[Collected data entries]
────────────────
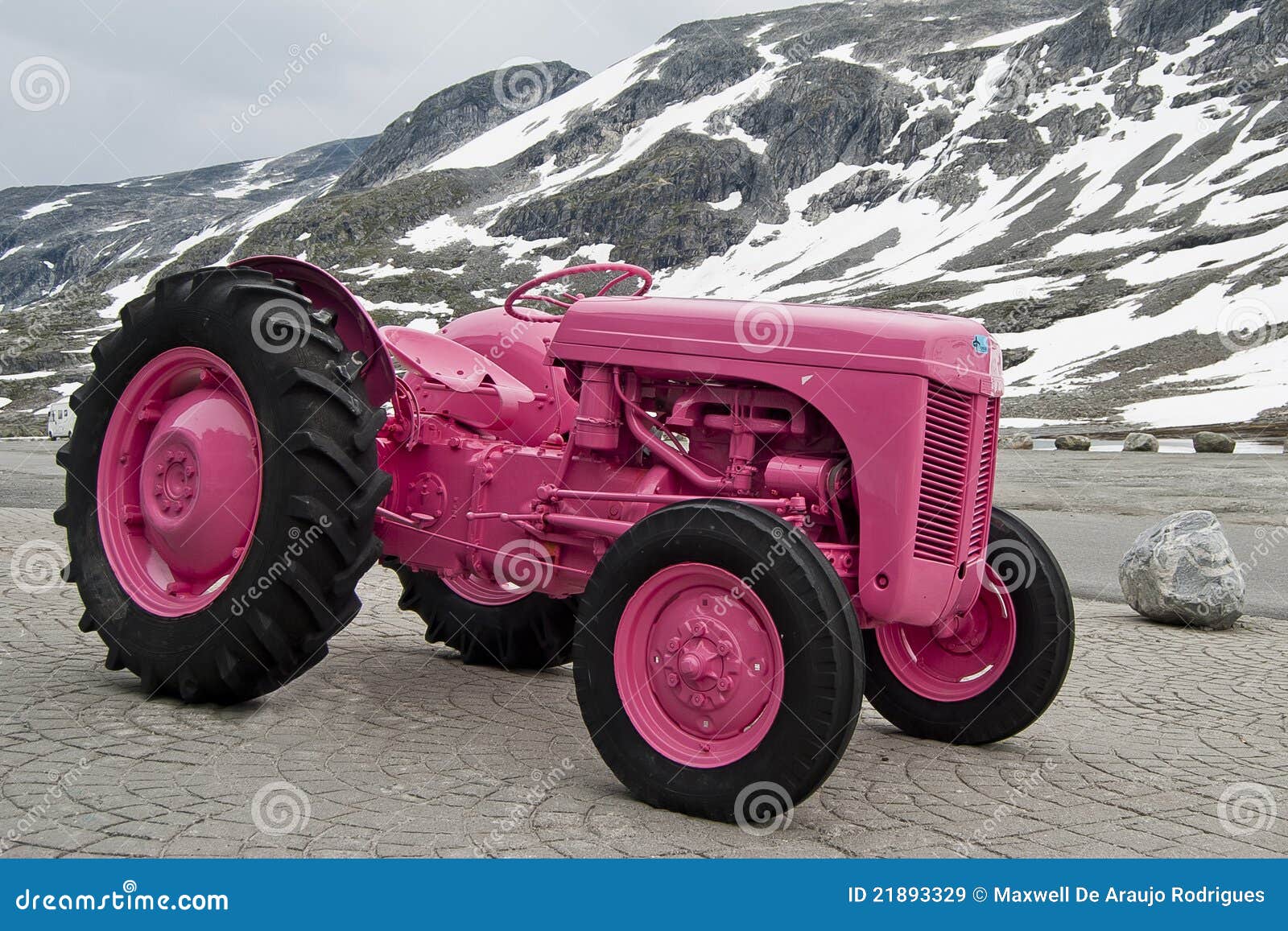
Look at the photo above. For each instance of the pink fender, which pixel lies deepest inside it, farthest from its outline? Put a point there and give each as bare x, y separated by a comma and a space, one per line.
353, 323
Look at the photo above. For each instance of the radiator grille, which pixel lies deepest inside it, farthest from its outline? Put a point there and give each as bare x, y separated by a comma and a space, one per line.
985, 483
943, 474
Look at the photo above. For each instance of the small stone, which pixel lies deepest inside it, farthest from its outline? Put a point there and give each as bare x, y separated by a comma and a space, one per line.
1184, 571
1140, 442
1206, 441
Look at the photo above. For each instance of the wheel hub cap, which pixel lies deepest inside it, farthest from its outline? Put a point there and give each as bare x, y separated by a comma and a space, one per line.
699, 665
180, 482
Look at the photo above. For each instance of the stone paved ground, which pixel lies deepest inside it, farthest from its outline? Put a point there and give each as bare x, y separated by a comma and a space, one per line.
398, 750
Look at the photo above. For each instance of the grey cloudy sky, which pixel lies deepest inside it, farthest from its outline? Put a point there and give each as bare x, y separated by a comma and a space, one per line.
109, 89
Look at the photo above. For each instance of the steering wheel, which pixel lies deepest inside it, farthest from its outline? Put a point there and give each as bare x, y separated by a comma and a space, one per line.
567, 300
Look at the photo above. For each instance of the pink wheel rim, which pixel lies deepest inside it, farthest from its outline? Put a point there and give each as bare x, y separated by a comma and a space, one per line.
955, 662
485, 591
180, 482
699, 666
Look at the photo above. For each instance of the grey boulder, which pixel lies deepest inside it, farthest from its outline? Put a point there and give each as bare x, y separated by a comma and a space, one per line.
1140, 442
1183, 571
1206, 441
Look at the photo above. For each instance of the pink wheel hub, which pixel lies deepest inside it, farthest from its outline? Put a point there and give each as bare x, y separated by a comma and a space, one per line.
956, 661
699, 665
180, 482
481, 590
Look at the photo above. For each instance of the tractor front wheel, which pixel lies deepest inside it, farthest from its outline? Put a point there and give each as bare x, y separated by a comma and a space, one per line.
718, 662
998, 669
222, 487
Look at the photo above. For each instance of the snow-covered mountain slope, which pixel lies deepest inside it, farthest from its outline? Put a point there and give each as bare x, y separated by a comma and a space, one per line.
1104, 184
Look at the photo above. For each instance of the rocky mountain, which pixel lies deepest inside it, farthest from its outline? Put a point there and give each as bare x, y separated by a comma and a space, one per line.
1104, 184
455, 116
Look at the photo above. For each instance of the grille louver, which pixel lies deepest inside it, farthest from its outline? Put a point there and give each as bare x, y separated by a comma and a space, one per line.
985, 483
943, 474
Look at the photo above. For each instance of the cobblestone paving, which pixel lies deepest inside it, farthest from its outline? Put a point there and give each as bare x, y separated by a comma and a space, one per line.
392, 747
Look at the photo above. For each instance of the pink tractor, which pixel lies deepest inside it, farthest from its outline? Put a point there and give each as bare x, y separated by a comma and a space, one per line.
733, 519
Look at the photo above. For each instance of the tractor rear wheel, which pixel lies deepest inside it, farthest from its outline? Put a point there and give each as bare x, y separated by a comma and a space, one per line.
────────────────
*ABOUT THIS TASK*. The full text of the data above, exact and without pictures, is what to return.

*FINAL ANSWER*.
Look at the photo above. For each instance of the pink fender, which pixel lies deepest inside it, farthest from its outline? Put a point there and give each as bare x, y separated by a comma and a space, one per line.
353, 323
Look at the photo above. For each instance of the radiator grille, which pixel lies deepest inside it, farthest from its outline? Put a point there and give each as bare x, y separated by a comma and a space, one per line.
985, 483
943, 474
Look at the photo above. For each instance of the small stone, which pixel lies deepest inside it, farthest from its outline? Put a point there and give each as bare x, y separated by a comma and a space, one per line.
1184, 571
1140, 442
1206, 441
Look at the photo above. For each instance of the wheel hub cap, which pixel lies deepest inside it, farthest from its outline? Put a point there and give each as bare x, y separated by a comma and a space, one per line.
699, 665
180, 482
Look at the photo above. For each instance of the stone paved ground, which pixel lies deepest inside it, farthest from its outline? Put a point there and give each as bare x, y separated by a comma and a space, one per line.
398, 750
Look at the photo above. For each instance of the grey cloudy sky, which pixel lies deepest inside it, farthest from its outline? Put a point there and give each as bare x, y separated by a comma and a space, one per line.
109, 89
Look at the photo above. For each instance of the steering wheel, which pixel lies deepest inside it, farthest from its outline? Put a point there and give each as bare x, y separated by a comma and a space, one per line.
567, 300
Look at the photo above. For each instance of the pink wheel rim, which pixel lies deepest inside it, farthest from its outline? Put a point there and give each as bare x, y separated by a comma and a space, one per line.
955, 662
485, 591
180, 482
699, 666
Look at the photo above. For each instance of the grey boulder, which pixel lies deepest inside it, farthest from its outline? Put a point there and give each as bare x, y separated by a comma and a space, one per line.
1140, 442
1183, 571
1206, 441
Look at the photo above. For each instance of the pink wheel hub, which pixel lies deepest inside it, farthest from its outline? Put a point there and give each as bare x, y separated by a comma and a space, one per line.
956, 661
699, 665
180, 482
481, 590
Look at the photo above. For each instance of the tractor front wheel, which pixel lies deepest inside it, farthest from its outline? Put a point there and give each as bare x, y separated by a comma and a space, one per line.
718, 662
998, 669
222, 487
Look at the photo above. For each instance of the snow-covered mountain slope, which pixel lies deepest inside it, farthest from its outline? Put a point there and give each as bare x, y separated by a comma and a space, one per line.
1104, 184
Look at the photo above. For each instance of the rocky mountain, which pixel lies deepest inside it, farthest from its outline? Put a point there and give each as bare x, y separated by a comma and a space, one per line.
1104, 184
455, 116
Look at the photo above. For each instance of the grille louver, which pixel lies deepest inside it, farthest from its outline? Put a point there and give each as bare x, y separated by a comma and a space, one per line.
985, 483
943, 474
Look at the photo above. For each instance of the cobblestone paving, which pixel lies deepest inside it, farthest from its outline? Put a point there and give each as bare x, y separated by a comma and a space, one per line.
392, 747
Look at the photo above. For each instance of the pink tractor, which pixel lies deepest inside it, farthest from its outline? Put a point there and give each as bare x, y separated by a comma and a space, one per line.
733, 519
Look at the photo above. For each instance of the tractor rear wheel, which pixel lies deepest inside it, farthest from its outline? Put a point there and give each as bare x, y separated by a comma and a space, one per line.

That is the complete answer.